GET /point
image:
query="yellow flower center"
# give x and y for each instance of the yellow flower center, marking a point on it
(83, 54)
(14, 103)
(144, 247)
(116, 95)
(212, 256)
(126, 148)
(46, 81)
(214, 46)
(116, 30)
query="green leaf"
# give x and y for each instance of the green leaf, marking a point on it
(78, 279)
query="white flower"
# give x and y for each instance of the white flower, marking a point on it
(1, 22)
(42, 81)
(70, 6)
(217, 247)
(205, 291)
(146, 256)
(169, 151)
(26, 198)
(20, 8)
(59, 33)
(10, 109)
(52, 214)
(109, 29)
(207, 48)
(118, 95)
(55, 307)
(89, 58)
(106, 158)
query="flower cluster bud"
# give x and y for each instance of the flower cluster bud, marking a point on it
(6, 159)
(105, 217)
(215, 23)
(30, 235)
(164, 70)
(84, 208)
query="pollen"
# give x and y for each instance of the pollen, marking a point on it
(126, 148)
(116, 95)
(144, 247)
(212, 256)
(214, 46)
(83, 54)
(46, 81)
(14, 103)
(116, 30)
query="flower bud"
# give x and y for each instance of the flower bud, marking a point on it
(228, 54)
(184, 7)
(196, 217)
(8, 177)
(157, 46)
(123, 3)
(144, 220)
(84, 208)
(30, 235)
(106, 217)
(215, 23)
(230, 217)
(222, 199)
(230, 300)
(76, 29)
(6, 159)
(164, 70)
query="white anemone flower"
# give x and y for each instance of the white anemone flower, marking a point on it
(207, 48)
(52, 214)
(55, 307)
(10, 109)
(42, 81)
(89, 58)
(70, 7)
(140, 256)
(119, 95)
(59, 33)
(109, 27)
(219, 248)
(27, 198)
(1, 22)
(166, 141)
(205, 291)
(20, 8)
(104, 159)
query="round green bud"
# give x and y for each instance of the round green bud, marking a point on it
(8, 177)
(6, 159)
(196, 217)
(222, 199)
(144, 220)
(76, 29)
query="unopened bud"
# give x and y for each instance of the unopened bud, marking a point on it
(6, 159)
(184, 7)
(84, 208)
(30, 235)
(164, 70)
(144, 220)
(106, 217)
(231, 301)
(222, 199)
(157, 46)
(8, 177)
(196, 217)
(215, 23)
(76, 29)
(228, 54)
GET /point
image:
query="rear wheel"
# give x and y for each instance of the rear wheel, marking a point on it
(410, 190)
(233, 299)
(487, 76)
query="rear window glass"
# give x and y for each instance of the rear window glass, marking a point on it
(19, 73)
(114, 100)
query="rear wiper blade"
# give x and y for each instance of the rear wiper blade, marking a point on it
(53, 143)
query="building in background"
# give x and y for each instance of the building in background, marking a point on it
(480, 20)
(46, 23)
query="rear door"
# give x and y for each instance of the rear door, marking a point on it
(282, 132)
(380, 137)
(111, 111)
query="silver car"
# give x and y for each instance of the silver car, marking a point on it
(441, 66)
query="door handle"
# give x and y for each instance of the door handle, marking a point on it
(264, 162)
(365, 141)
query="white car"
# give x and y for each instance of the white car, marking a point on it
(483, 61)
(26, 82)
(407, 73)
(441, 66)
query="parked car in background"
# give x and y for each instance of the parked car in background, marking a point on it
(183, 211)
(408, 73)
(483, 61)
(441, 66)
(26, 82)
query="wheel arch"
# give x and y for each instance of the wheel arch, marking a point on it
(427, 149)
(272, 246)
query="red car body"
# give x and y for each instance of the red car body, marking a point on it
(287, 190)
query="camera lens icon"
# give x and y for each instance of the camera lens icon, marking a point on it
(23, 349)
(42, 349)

--

Exercise directions =>
Every line above must appear again in your reply, exactly as written.

Answer to this exercise =>
GET /point
image:
query="yellow flower center"
# give x and y for each instance of the yellow flower center, marking a point on it
(83, 54)
(14, 103)
(144, 247)
(116, 95)
(212, 256)
(126, 148)
(46, 81)
(214, 46)
(116, 30)
query="green leaf"
# give x and y for each instance of the green leaf, marking a point on it
(78, 279)
query="white flower"
# give x and y for each instance of the white flower, marking a point on it
(1, 22)
(42, 81)
(70, 6)
(217, 247)
(205, 291)
(146, 256)
(169, 151)
(26, 198)
(20, 8)
(59, 33)
(10, 109)
(52, 214)
(109, 29)
(207, 48)
(118, 95)
(55, 307)
(89, 58)
(106, 158)
query="flower cluster bud"
# give x and y for each instance of the flower cluster bud, marking a point on it
(6, 159)
(105, 217)
(215, 23)
(30, 235)
(164, 70)
(84, 208)
query="pollen"
# give x and y for each instance of the pollen, marking a point on it
(126, 148)
(116, 95)
(144, 247)
(212, 256)
(214, 46)
(83, 54)
(46, 81)
(14, 103)
(116, 30)
query="flower bud"
# give x and y for each instance of the flower bud, marking a point on it
(228, 54)
(184, 7)
(196, 217)
(8, 177)
(157, 46)
(123, 3)
(144, 220)
(84, 208)
(30, 235)
(106, 217)
(215, 23)
(230, 217)
(222, 199)
(230, 300)
(76, 29)
(6, 159)
(164, 70)
query="white anemone flower"
# give x and y for each instance of the white anemone flower, marking a point on it
(207, 48)
(52, 214)
(55, 307)
(10, 109)
(42, 81)
(89, 58)
(70, 7)
(140, 256)
(119, 95)
(59, 33)
(109, 27)
(219, 248)
(27, 198)
(1, 22)
(166, 141)
(205, 291)
(20, 8)
(104, 159)
query="round green bud"
# give x and y for each instance of the round green bud, marking a point on it
(8, 177)
(6, 159)
(196, 217)
(222, 199)
(144, 220)
(76, 29)
query="unopened bud"
# give x and y for each instance of the unopened bud, marking a point on it
(6, 159)
(184, 7)
(84, 208)
(30, 235)
(164, 70)
(144, 220)
(106, 217)
(231, 301)
(222, 199)
(157, 46)
(8, 177)
(196, 217)
(215, 23)
(76, 29)
(228, 54)
GET /point
image:
query="rear wheel"
# give x and y for each instance of the rear wheel, marking a point on it
(410, 190)
(233, 299)
(487, 76)
query="rear window glass"
# give x and y for each instance of the rear window glass, marking a point on it
(19, 73)
(114, 100)
query="rear wiper blade"
# give x and y for each instance of the rear wiper blade, marking a point on it
(53, 143)
query="building in background"
# give x and y for each instance of the building in background, marking a point on it
(480, 20)
(46, 23)
query="rear door"
# give x and y for each instance of the rear door, marking a point on it
(282, 132)
(380, 137)
(111, 111)
query="silver car"
# give x and y for each instance of the silver car, marking a point on it
(441, 66)
query="door handle"
# give x and y for each instance of the door handle, marking a point on it
(264, 162)
(365, 141)
query="white car"
# give x and y for each instance of the white car, marking a point on it
(483, 61)
(26, 82)
(407, 73)
(441, 66)
query="parked car in background"
# give x and y for each instance of the parked car in background, marking a point on it
(183, 211)
(408, 73)
(483, 61)
(441, 66)
(26, 82)
query="wheel arch"
# give x and y for each instance of the wheel arch, marking a point on it
(427, 149)
(272, 246)
query="red car body"
# give x and y for each instance of the red car body, marking a point on it
(287, 190)
query="camera lens icon"
# give x and y for each instance of the camera lens icon, marking a point on it
(23, 349)
(42, 349)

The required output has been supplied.